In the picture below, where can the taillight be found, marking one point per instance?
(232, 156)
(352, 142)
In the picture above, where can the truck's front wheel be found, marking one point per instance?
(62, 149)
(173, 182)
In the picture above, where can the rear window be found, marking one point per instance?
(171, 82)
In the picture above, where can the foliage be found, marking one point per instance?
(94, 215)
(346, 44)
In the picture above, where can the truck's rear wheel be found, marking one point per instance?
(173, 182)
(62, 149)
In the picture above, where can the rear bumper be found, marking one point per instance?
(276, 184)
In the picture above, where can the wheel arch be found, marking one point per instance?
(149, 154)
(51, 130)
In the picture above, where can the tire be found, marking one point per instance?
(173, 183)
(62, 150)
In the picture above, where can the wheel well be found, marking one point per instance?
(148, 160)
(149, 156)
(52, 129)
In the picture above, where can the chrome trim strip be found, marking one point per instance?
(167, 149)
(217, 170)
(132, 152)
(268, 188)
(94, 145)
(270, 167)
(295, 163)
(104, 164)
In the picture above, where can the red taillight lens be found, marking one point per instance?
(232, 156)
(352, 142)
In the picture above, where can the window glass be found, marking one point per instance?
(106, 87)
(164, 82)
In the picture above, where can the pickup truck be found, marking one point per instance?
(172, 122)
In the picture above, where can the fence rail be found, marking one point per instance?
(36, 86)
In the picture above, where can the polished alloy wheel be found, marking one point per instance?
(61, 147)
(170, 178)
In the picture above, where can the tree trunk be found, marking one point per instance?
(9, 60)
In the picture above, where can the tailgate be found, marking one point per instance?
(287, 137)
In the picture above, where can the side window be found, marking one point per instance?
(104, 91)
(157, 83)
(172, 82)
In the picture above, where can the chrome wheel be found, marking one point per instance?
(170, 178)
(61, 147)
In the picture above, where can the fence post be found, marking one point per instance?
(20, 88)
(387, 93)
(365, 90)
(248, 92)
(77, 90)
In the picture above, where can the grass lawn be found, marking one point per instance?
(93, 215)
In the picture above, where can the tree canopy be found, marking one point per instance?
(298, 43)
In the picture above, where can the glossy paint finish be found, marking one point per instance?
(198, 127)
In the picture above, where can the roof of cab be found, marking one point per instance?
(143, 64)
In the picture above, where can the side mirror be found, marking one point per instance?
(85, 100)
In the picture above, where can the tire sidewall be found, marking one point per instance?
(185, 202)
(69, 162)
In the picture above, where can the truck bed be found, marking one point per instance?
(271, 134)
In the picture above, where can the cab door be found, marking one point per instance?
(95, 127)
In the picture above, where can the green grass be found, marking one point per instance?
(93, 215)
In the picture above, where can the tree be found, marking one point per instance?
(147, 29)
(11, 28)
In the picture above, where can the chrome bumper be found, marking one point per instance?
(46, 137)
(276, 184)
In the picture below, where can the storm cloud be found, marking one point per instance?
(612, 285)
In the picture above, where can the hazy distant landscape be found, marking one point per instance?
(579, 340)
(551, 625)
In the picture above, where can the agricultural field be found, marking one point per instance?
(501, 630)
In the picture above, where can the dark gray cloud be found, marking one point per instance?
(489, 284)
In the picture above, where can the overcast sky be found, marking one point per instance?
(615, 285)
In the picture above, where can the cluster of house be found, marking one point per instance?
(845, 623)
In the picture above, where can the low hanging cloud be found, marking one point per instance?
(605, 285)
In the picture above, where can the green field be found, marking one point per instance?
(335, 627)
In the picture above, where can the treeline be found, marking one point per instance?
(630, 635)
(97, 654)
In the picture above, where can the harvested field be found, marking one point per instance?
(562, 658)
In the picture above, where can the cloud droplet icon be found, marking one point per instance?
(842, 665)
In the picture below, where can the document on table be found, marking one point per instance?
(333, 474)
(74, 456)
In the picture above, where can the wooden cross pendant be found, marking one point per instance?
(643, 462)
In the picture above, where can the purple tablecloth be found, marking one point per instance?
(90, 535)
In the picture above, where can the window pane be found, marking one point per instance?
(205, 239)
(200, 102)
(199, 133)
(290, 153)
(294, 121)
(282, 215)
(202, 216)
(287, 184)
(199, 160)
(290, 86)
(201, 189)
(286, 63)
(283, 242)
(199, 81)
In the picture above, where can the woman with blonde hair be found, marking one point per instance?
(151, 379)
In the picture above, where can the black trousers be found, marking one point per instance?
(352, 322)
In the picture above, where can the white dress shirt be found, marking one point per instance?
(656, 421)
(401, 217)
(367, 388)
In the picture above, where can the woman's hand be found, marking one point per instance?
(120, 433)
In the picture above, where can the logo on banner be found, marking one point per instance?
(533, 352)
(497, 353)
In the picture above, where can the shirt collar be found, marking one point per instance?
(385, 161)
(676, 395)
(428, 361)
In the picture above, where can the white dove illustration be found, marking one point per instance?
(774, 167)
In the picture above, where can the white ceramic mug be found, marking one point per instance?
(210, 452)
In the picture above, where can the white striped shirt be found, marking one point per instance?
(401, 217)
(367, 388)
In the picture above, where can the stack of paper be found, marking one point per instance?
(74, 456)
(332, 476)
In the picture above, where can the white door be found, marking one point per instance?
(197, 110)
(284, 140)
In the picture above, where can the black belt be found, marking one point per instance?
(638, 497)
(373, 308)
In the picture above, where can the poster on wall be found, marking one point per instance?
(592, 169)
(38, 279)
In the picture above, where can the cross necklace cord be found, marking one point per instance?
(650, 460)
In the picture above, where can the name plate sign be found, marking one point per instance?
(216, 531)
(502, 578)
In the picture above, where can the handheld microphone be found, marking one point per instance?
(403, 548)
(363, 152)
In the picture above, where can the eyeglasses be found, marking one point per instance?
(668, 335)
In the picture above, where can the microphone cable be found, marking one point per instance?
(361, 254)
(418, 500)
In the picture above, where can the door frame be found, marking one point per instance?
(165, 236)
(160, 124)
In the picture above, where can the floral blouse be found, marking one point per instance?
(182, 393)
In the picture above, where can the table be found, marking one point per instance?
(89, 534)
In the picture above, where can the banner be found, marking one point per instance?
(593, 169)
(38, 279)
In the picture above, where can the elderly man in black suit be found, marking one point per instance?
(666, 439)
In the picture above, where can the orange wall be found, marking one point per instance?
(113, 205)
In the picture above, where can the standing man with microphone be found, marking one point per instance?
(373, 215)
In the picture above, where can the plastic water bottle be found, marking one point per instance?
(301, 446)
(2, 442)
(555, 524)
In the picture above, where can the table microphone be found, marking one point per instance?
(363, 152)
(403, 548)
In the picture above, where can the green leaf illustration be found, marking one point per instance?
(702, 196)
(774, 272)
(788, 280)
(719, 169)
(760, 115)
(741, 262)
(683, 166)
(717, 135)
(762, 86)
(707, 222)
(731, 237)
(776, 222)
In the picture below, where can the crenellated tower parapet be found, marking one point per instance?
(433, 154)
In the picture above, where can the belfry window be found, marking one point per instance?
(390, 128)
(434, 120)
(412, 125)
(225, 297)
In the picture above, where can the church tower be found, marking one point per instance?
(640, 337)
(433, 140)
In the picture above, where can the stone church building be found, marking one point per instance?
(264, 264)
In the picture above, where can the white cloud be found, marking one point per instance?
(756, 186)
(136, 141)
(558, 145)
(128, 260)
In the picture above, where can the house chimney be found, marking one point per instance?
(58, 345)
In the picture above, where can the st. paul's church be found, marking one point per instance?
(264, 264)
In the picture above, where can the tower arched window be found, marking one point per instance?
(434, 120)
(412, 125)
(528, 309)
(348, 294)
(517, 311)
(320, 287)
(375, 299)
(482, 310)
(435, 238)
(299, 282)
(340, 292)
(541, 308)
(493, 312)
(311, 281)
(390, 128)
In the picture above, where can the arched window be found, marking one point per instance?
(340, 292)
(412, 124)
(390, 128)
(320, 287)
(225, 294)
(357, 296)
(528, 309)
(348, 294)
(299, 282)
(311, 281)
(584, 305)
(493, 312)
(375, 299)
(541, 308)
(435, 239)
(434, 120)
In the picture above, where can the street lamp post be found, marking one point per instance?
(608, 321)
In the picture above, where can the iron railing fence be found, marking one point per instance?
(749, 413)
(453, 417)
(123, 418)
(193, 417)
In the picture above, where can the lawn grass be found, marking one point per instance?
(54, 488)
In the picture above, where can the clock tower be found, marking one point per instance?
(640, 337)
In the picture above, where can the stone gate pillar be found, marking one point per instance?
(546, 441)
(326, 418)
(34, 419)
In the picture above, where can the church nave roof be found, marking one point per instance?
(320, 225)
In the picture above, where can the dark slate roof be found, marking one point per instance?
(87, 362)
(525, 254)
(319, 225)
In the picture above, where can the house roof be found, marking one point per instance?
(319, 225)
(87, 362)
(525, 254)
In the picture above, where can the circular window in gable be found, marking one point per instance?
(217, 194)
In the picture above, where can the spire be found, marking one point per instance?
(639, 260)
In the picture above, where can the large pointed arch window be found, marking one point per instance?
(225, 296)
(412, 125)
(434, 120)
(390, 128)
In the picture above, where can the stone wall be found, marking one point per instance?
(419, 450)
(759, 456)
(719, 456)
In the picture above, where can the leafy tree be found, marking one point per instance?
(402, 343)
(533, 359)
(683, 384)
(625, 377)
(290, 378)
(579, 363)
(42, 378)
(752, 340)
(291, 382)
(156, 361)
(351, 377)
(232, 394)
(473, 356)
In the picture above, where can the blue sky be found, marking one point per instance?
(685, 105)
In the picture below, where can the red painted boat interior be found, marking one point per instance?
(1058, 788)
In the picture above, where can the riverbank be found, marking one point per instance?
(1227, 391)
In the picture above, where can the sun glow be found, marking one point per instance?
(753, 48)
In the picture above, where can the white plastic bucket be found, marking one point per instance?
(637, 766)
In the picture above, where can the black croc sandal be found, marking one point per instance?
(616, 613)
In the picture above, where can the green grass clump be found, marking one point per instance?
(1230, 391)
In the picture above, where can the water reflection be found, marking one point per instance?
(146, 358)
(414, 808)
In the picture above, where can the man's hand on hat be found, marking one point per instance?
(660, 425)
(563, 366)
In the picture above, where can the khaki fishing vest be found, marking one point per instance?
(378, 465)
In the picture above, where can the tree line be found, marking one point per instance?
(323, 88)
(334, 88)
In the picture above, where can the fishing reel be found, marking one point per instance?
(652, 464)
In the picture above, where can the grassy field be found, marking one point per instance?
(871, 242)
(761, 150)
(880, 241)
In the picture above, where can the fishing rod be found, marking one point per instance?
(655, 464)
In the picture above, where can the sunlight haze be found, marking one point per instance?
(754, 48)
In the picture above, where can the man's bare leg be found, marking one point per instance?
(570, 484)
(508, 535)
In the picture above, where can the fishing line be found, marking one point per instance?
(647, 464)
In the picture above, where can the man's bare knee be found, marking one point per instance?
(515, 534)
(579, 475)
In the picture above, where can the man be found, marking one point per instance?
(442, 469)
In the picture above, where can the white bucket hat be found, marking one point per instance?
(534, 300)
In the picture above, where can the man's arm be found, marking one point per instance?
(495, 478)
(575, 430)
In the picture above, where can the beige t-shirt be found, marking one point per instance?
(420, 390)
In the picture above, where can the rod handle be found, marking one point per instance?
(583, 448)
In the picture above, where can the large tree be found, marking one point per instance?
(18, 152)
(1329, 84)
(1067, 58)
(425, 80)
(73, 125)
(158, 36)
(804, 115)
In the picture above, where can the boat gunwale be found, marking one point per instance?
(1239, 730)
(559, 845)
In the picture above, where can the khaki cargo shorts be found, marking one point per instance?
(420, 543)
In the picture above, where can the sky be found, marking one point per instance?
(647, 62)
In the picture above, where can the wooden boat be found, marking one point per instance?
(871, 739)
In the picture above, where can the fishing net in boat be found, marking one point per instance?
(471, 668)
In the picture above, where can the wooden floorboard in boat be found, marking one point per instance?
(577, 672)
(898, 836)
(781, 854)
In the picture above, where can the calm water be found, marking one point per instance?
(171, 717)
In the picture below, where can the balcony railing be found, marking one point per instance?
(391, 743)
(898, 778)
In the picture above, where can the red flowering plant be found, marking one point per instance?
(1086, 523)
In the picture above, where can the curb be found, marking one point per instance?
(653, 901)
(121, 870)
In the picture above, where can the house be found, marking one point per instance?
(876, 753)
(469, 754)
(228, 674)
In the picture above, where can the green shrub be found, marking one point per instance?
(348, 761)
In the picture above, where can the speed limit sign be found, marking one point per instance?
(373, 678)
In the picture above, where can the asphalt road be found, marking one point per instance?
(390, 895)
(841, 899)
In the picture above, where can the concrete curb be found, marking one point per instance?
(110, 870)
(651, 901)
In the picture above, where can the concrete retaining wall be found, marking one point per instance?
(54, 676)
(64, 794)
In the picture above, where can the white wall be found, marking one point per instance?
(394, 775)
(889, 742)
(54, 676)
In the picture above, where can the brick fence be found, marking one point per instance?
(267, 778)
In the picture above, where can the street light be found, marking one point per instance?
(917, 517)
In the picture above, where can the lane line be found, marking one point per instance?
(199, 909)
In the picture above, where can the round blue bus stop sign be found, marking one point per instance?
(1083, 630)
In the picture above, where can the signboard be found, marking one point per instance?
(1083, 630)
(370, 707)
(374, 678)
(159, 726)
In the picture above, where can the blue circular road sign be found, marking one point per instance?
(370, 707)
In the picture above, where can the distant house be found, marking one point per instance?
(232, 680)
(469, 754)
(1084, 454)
——
Starting with the line that contains "In the picture above, where can the lane", repeat each line through the last one exactly as it appears. Include both ends and nothing more.

■ Response to this task:
In the picture above, where can the lane line be found, marking one point per instance?
(199, 909)
In the picture above, where can the round blue bus stop sign be found, marking one point per instance?
(1083, 630)
In the picture above, where can the signboard be found, marking one point per instance?
(1083, 630)
(370, 707)
(374, 678)
(159, 726)
In the picture above, where can the blue circular road sign be found, marking one point per instance?
(370, 707)
In the picture above, where can the distant house be found, marking one point per instance?
(232, 680)
(469, 754)
(1084, 454)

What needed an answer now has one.